**GOAL OF THE EXERCISE**
Retype all the records with nothing changed.

-----

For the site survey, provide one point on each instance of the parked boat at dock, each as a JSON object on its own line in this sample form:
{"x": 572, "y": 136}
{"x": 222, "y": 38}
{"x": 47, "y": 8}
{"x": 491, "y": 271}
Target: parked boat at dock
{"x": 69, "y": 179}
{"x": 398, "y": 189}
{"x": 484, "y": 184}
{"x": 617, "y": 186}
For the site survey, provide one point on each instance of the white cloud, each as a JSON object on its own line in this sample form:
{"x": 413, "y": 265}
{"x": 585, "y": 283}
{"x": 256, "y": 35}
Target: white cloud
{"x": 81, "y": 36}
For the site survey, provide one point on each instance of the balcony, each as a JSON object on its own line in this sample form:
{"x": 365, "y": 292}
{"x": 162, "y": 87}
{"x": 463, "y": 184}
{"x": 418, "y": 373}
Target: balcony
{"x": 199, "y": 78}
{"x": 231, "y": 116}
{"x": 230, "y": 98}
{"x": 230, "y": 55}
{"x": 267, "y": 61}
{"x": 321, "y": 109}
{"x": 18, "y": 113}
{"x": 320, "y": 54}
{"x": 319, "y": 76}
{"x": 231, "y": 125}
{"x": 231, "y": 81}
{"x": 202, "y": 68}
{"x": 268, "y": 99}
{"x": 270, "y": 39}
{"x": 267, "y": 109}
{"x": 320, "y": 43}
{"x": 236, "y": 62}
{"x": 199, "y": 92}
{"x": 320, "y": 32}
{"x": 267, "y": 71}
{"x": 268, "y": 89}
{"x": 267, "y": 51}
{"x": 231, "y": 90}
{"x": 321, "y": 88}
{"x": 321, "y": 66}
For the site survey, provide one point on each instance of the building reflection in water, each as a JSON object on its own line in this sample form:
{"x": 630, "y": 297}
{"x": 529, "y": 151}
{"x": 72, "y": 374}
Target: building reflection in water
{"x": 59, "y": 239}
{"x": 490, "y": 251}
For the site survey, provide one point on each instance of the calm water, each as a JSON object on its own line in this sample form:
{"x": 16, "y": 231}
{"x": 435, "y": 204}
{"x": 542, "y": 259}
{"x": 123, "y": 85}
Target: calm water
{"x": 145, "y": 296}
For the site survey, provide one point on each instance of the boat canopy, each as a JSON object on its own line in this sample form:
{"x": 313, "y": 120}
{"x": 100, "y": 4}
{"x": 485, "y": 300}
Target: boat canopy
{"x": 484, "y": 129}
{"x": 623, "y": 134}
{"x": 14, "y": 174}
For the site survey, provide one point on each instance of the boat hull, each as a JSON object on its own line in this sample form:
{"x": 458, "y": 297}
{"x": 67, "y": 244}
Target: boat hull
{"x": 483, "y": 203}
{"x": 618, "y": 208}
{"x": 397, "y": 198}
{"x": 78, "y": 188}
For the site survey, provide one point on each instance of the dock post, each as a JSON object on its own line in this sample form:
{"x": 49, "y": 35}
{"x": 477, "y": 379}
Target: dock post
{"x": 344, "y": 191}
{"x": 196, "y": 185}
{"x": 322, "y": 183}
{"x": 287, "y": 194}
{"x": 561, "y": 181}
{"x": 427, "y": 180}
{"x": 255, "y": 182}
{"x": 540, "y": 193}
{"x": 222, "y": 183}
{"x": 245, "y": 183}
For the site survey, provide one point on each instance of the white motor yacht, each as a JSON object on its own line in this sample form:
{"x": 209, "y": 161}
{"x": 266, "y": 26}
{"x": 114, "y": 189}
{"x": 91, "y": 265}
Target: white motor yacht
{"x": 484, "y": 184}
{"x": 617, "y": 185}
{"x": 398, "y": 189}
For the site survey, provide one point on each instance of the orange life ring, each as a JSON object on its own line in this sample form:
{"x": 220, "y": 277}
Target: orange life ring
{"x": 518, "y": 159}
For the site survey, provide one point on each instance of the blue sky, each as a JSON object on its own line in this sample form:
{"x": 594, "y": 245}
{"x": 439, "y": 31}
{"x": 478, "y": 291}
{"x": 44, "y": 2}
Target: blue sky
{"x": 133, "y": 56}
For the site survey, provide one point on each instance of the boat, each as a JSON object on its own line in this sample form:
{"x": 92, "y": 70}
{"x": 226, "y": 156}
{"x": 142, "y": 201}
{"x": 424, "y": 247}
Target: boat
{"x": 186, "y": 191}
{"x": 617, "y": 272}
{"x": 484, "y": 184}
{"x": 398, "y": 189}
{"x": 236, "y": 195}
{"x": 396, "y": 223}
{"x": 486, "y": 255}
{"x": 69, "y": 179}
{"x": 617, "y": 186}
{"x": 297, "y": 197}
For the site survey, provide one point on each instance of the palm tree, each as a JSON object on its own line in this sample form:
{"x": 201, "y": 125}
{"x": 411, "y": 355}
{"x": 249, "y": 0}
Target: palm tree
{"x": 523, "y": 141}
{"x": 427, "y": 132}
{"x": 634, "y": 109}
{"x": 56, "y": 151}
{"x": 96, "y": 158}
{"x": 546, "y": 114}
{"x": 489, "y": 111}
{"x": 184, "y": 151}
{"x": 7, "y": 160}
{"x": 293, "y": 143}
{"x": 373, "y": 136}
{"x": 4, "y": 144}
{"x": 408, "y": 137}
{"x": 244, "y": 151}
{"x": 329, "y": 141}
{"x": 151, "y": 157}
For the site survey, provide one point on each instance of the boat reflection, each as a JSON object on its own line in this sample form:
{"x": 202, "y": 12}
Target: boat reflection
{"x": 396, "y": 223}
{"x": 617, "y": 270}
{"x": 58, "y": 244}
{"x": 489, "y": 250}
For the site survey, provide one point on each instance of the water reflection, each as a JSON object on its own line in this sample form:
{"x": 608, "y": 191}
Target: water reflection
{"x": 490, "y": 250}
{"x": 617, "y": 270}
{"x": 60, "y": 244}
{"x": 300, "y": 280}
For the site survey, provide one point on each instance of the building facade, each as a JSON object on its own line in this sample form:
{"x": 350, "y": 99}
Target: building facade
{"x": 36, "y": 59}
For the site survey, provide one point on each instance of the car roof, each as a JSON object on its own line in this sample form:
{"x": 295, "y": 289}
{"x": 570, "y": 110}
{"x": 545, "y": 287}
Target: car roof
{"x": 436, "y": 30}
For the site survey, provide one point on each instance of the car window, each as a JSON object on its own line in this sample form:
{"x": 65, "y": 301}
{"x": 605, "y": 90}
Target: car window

-----

**PROBLEM SOLUTION**
For the site survey, provide one point on each instance of the parked boat at dock, each as a JSON object on its own line in this sample form:
{"x": 572, "y": 136}
{"x": 222, "y": 38}
{"x": 47, "y": 8}
{"x": 491, "y": 271}
Target: parked boat at dock
{"x": 69, "y": 179}
{"x": 398, "y": 189}
{"x": 484, "y": 184}
{"x": 617, "y": 186}
For the site survey, provide one point on each instance of the white cloud, each as a JSON object on its own line in this sample form:
{"x": 413, "y": 265}
{"x": 585, "y": 283}
{"x": 256, "y": 35}
Target: white cloud
{"x": 81, "y": 36}
For the site survey, provide one point on each instance of the balcony, each as a JSON object on its own line in this sample form:
{"x": 365, "y": 292}
{"x": 162, "y": 87}
{"x": 463, "y": 184}
{"x": 418, "y": 373}
Target: balcony
{"x": 199, "y": 78}
{"x": 231, "y": 116}
{"x": 230, "y": 98}
{"x": 230, "y": 55}
{"x": 267, "y": 61}
{"x": 321, "y": 109}
{"x": 18, "y": 113}
{"x": 320, "y": 54}
{"x": 319, "y": 76}
{"x": 231, "y": 125}
{"x": 231, "y": 81}
{"x": 202, "y": 68}
{"x": 268, "y": 99}
{"x": 270, "y": 39}
{"x": 267, "y": 109}
{"x": 320, "y": 43}
{"x": 236, "y": 62}
{"x": 199, "y": 92}
{"x": 320, "y": 32}
{"x": 267, "y": 71}
{"x": 268, "y": 89}
{"x": 267, "y": 51}
{"x": 231, "y": 90}
{"x": 321, "y": 88}
{"x": 321, "y": 66}
For the site survey, provide one point on each instance of the building reflection in water, each as a JSON object on its own line in this sample form:
{"x": 630, "y": 297}
{"x": 529, "y": 151}
{"x": 72, "y": 374}
Target: building reflection in water
{"x": 59, "y": 239}
{"x": 490, "y": 251}
For the site survey, provide one point on each instance of the calm water, each as a JSON object on its own line in this sample form:
{"x": 16, "y": 231}
{"x": 435, "y": 204}
{"x": 542, "y": 259}
{"x": 123, "y": 85}
Target: calm water
{"x": 145, "y": 296}
For the site survey, provide one point on each instance of the boat canopy, each as a JSON object on its own line in this sample form:
{"x": 313, "y": 120}
{"x": 100, "y": 4}
{"x": 485, "y": 300}
Target: boat canopy
{"x": 484, "y": 129}
{"x": 623, "y": 134}
{"x": 14, "y": 174}
For the site survey, provide one point on each instance of the boat hull, each as a JSON object on its own line in this sample form:
{"x": 458, "y": 297}
{"x": 67, "y": 244}
Target: boat hull
{"x": 483, "y": 203}
{"x": 618, "y": 208}
{"x": 397, "y": 198}
{"x": 78, "y": 188}
For the site survey, provide one point on each instance of the dock post, each as a JSON object on its own line in this sample form:
{"x": 49, "y": 35}
{"x": 477, "y": 379}
Target: dock post
{"x": 344, "y": 191}
{"x": 196, "y": 185}
{"x": 322, "y": 183}
{"x": 287, "y": 194}
{"x": 561, "y": 181}
{"x": 427, "y": 180}
{"x": 255, "y": 182}
{"x": 540, "y": 193}
{"x": 222, "y": 183}
{"x": 245, "y": 183}
For the site survey, provide one point on each instance of the white motor yacht, each as a JSON object on its own line in this sample form:
{"x": 209, "y": 161}
{"x": 266, "y": 26}
{"x": 114, "y": 189}
{"x": 91, "y": 265}
Target: white motor yacht
{"x": 484, "y": 184}
{"x": 617, "y": 185}
{"x": 398, "y": 189}
For the site survey, provide one point on each instance of the orange life ring, each as a JSON object on its own line in this sample form:
{"x": 220, "y": 277}
Target: orange life ring
{"x": 518, "y": 159}
For the site survey, provide one point on each instance of the blue sky, each as a JSON object on its own line in this sample form:
{"x": 594, "y": 245}
{"x": 439, "y": 31}
{"x": 478, "y": 291}
{"x": 44, "y": 2}
Target: blue sky
{"x": 133, "y": 56}
For the site survey, provide one point on each instance of the boat, each as a JSON object on its own line in this sample form:
{"x": 92, "y": 70}
{"x": 226, "y": 156}
{"x": 142, "y": 201}
{"x": 424, "y": 247}
Target: boat
{"x": 186, "y": 191}
{"x": 617, "y": 272}
{"x": 484, "y": 184}
{"x": 398, "y": 189}
{"x": 236, "y": 195}
{"x": 396, "y": 223}
{"x": 486, "y": 255}
{"x": 69, "y": 179}
{"x": 617, "y": 186}
{"x": 297, "y": 197}
For the site survey, provide one point on each instance of the palm tree, each as a JSON object on its own line in this sample form:
{"x": 201, "y": 125}
{"x": 411, "y": 355}
{"x": 249, "y": 0}
Target: palm tree
{"x": 523, "y": 141}
{"x": 427, "y": 132}
{"x": 634, "y": 109}
{"x": 56, "y": 151}
{"x": 96, "y": 158}
{"x": 546, "y": 114}
{"x": 489, "y": 111}
{"x": 184, "y": 151}
{"x": 7, "y": 160}
{"x": 293, "y": 143}
{"x": 373, "y": 136}
{"x": 4, "y": 144}
{"x": 408, "y": 137}
{"x": 244, "y": 151}
{"x": 329, "y": 141}
{"x": 151, "y": 157}
For the site survey, provide one point on each instance of the boat reflection, each as a JSON object on its own line in this sample form:
{"x": 202, "y": 12}
Target: boat reflection
{"x": 396, "y": 223}
{"x": 617, "y": 270}
{"x": 58, "y": 244}
{"x": 489, "y": 250}
For the site survey, provide one point on each instance of the water reflection, each as a JSON object on its own line in this sample form:
{"x": 608, "y": 191}
Target: water reflection
{"x": 490, "y": 250}
{"x": 617, "y": 270}
{"x": 60, "y": 244}
{"x": 300, "y": 280}
For the site survey, provide one point on each instance of the building facade, each as a JSON object on its own line in this sample form:
{"x": 350, "y": 99}
Target: building facade
{"x": 36, "y": 59}
For the site survey, provide one point on each instance of the car roof, each as a JSON object on its own line in this sample form:
{"x": 295, "y": 289}
{"x": 570, "y": 110}
{"x": 545, "y": 287}
Target: car roof
{"x": 436, "y": 30}
For the site survey, provide one point on each instance of the car window, each as a JSON object on its own line in this sample form:
{"x": 65, "y": 301}
{"x": 605, "y": 90}
Target: car window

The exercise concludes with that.